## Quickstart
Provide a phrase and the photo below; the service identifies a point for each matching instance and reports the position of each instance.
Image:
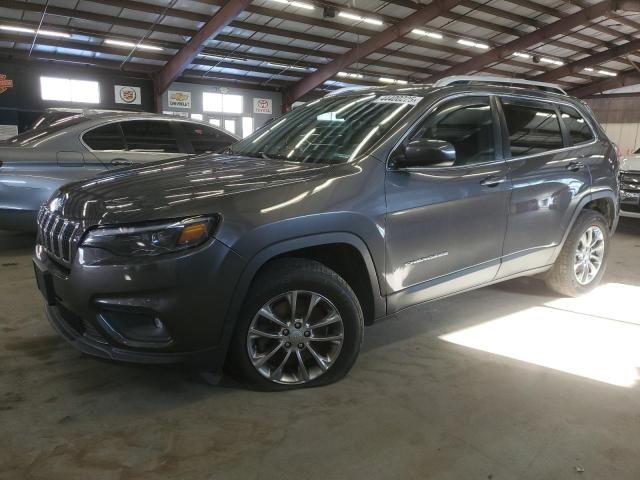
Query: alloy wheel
(589, 255)
(295, 337)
■ ■ ■
__Requirement__: Rewrite the material with "alloy wheel" changed to "steel wheel" and everything else left as it is. Omit the pictures from your output.

__Task output__:
## Quickstart
Provide a phrase and the photo below; the service identifies a point for each matching instance and reports the position of each instance.
Image:
Query: steel wheel
(589, 255)
(295, 337)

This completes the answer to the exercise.